** Selected excerpt **
Conserved and specific molecular principles involved in the ribosome life cycle

Ribosomes are universally conserved large ribonucleoprotein particles ensuring protein synthesis in every cell. The universal conservation of ribosome function and structure offers a unique paradigm for understanding how RNP assembly mechanisms and function have evolved. Our research aim to contribute to a better characterization of conserved and specific molecular principles involved in the ribosome life cycle.

To do so we are using comparative functional analysis across various model (micro-)organisms to provide molecular mechanistic insights into common rules and specific principles involved in the life cycle of the translation machinery. 

Our current research mostly focus on the analysis of RNA metabolism in the model archaea H. volcanii and S. acidocaldarius (e.g. Knüppel et al., 2018; Jüttner et al., 2020; Knüppel et al., 2021), but, we also exploit additional model organisms like E. coli (e.g. Knüppel et al., 2021) and/or S. cerevisiae (e.g. Knüppel et al., 2018).

** To do **
Recast the paragraph on the ribosome life cycle that begins "Our current research" as a short bulleted list, keeping its main facts.

** Dataset records **
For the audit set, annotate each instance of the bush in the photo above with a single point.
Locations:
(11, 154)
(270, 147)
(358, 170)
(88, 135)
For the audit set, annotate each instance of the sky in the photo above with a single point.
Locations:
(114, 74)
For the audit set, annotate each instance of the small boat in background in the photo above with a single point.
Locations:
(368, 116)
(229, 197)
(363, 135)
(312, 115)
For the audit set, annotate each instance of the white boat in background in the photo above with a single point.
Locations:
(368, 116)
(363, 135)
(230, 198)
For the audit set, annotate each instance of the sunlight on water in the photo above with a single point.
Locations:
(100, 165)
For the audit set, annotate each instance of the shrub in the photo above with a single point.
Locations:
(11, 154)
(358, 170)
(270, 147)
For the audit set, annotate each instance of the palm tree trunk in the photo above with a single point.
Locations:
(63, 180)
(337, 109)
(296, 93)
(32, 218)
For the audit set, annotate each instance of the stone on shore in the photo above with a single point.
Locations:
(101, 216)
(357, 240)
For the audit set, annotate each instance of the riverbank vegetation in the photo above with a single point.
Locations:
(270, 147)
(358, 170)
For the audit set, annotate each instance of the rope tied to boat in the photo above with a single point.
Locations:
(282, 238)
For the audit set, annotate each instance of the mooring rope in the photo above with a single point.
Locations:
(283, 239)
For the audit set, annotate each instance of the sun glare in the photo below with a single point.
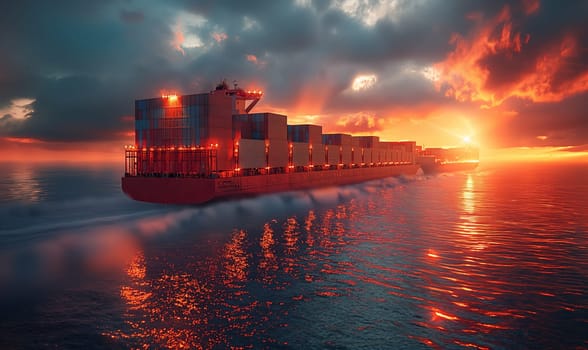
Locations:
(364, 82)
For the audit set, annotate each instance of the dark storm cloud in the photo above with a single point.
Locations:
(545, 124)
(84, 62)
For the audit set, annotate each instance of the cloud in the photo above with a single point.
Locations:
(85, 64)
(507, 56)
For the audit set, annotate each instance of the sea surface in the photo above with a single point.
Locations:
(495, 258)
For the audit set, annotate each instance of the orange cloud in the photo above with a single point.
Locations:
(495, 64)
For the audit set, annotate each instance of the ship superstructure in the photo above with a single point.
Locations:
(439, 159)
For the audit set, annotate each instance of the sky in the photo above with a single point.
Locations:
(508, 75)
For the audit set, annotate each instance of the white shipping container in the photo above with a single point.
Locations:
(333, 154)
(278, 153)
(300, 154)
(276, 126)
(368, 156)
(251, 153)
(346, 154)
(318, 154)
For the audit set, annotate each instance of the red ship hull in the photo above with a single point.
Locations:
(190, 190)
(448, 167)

--

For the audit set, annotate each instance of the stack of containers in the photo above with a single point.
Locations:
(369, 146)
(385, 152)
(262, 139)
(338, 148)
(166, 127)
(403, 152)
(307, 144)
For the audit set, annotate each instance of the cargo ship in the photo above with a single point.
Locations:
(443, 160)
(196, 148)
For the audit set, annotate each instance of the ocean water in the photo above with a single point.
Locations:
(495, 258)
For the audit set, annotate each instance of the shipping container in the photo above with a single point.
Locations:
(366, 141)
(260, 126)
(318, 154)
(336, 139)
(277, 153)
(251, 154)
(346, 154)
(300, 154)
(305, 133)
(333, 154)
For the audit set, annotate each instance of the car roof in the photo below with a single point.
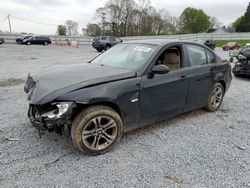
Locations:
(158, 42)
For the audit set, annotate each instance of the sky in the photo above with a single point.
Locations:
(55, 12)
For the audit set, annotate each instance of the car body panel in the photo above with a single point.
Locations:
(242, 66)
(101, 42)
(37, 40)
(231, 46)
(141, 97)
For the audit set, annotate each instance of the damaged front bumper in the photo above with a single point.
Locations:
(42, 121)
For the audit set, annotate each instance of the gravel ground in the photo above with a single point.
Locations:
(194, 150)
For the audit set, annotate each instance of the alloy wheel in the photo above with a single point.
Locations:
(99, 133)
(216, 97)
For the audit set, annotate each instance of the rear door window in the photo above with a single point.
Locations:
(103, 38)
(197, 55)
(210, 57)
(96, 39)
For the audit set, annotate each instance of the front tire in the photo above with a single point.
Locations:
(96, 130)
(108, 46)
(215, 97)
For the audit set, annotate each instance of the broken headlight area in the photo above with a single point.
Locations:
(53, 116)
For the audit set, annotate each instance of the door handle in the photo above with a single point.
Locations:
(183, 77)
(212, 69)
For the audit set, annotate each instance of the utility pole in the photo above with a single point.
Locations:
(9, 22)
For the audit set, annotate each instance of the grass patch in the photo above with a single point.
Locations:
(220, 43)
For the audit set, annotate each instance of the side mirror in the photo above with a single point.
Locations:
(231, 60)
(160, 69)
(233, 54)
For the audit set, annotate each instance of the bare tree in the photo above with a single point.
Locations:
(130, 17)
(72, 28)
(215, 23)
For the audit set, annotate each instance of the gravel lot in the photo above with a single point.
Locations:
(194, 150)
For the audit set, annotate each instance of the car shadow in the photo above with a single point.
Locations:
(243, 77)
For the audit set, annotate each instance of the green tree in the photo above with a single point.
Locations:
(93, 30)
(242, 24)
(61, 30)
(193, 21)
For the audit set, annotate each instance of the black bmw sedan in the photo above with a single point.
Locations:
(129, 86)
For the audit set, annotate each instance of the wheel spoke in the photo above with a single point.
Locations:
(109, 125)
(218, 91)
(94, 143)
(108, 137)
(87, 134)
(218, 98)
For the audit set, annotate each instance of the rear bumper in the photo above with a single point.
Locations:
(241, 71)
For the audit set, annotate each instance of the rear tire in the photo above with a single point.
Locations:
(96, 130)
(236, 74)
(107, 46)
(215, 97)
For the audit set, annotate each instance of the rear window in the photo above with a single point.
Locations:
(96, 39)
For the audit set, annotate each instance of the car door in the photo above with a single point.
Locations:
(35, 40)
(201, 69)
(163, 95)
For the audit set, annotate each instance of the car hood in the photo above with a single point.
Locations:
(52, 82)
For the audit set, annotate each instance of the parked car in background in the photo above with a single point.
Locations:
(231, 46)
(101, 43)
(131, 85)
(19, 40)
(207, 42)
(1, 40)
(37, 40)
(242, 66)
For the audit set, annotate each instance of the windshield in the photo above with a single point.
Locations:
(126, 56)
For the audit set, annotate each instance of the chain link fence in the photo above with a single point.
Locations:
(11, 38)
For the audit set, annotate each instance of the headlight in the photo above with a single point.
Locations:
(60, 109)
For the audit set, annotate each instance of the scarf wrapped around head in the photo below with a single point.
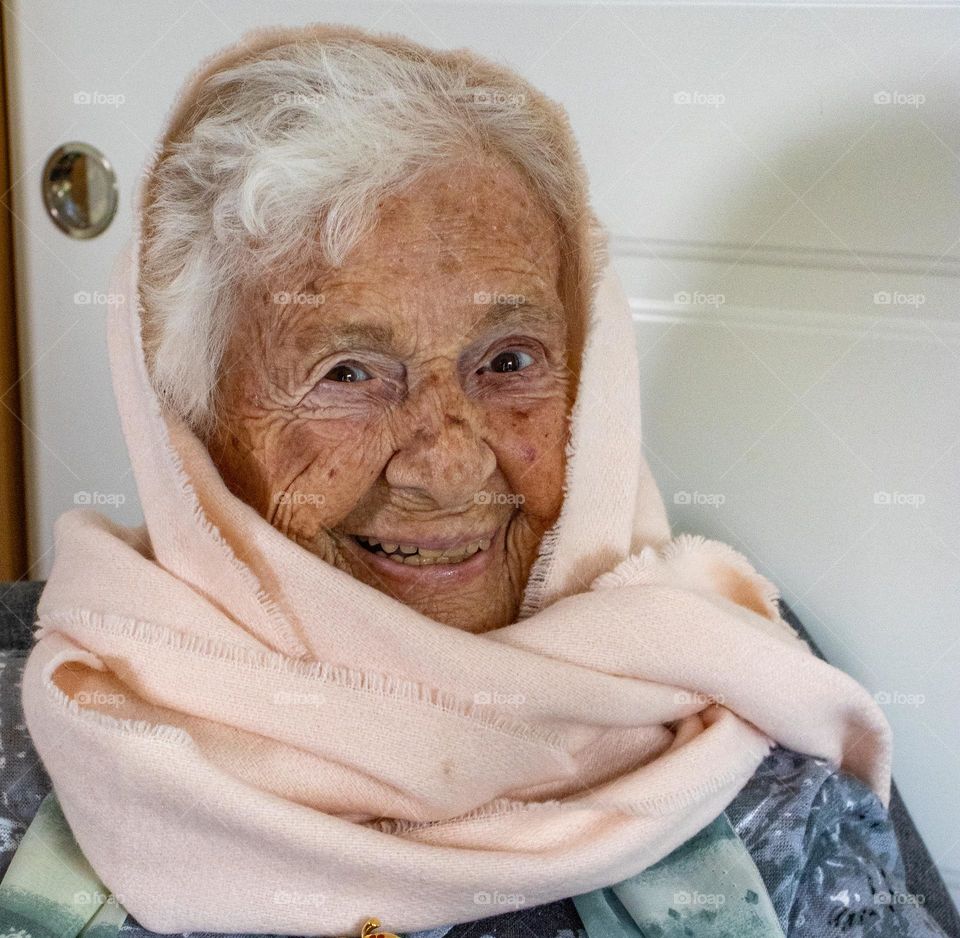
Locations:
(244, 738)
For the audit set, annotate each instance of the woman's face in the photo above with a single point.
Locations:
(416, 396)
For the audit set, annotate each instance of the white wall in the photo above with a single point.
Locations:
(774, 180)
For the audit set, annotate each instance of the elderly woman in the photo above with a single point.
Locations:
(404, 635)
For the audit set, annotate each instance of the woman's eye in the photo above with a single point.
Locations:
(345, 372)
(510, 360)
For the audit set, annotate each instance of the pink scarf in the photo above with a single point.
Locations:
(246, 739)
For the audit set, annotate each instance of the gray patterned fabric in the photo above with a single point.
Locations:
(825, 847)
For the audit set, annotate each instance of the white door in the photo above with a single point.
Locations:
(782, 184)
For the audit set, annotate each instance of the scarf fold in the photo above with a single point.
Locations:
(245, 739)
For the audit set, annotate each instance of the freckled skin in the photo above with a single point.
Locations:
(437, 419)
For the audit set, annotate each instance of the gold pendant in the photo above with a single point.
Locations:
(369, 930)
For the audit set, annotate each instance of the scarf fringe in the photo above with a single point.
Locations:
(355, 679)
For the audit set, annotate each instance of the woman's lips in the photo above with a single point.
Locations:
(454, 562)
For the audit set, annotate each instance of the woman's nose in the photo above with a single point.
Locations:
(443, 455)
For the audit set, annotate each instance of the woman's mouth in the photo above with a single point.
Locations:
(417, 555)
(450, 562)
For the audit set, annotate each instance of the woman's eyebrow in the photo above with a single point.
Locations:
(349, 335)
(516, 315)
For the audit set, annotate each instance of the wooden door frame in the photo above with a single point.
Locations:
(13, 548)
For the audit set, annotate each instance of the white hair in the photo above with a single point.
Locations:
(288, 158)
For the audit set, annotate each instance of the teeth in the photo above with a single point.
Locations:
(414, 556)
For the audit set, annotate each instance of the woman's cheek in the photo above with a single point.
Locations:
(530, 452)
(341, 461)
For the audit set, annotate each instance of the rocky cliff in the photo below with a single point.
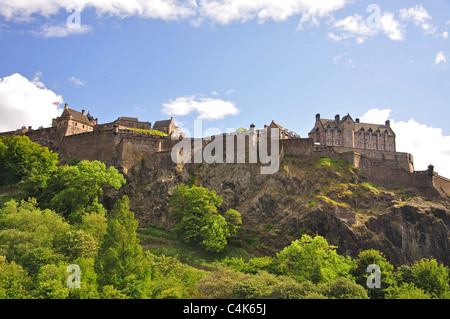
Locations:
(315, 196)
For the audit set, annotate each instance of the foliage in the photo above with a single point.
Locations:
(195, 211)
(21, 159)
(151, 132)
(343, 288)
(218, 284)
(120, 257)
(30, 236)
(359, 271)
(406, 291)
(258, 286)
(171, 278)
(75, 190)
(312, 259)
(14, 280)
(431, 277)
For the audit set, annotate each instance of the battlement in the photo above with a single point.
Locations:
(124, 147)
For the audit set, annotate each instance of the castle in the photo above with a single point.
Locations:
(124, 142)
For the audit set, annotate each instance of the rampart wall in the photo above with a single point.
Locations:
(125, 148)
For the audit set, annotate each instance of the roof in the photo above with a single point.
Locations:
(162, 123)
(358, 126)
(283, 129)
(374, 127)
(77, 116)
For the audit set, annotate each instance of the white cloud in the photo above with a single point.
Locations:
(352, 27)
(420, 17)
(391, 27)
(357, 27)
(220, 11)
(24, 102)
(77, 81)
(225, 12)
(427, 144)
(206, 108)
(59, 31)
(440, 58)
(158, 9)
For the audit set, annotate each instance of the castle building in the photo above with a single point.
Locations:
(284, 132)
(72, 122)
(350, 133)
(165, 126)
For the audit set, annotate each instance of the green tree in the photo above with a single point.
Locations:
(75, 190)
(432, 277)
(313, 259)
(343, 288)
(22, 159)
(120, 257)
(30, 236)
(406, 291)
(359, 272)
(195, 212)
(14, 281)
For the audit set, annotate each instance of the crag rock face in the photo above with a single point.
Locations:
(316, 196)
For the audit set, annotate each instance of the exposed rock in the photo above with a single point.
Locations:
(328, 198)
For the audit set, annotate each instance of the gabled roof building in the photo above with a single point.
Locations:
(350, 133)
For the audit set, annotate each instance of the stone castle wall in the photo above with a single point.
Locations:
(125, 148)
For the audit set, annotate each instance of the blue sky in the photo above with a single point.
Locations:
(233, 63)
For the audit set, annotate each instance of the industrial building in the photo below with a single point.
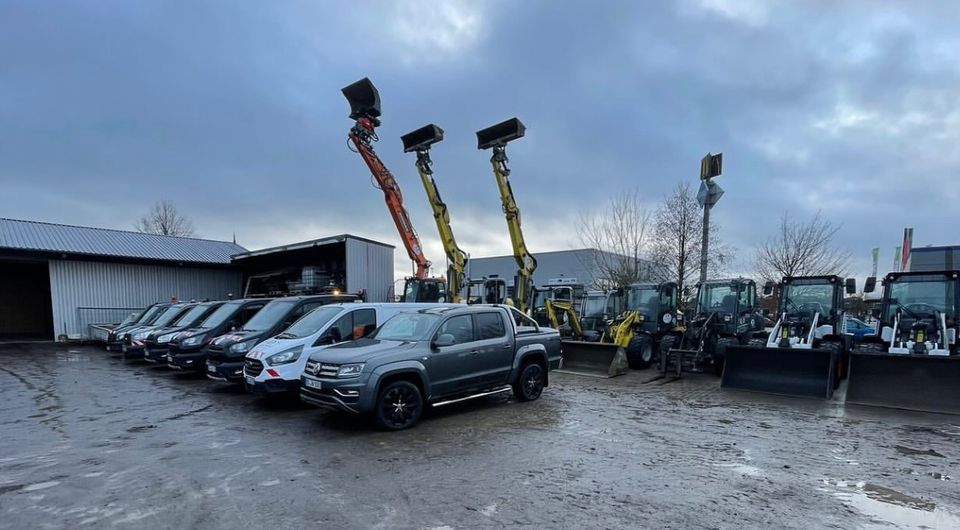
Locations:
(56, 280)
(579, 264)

** Written solution **
- Main focus: RNA metabolism in the model archaea H. volcanii and S. acidocaldarius (e.g. Knüppel et al., 2018; Jüttner et al., 2020; Knüppel et al., 2021)
- Additional model organisms: E. coli (e.g. Knüppel et al., 2021) and/or S. cerevisiae (e.g. Knüppel et al., 2018)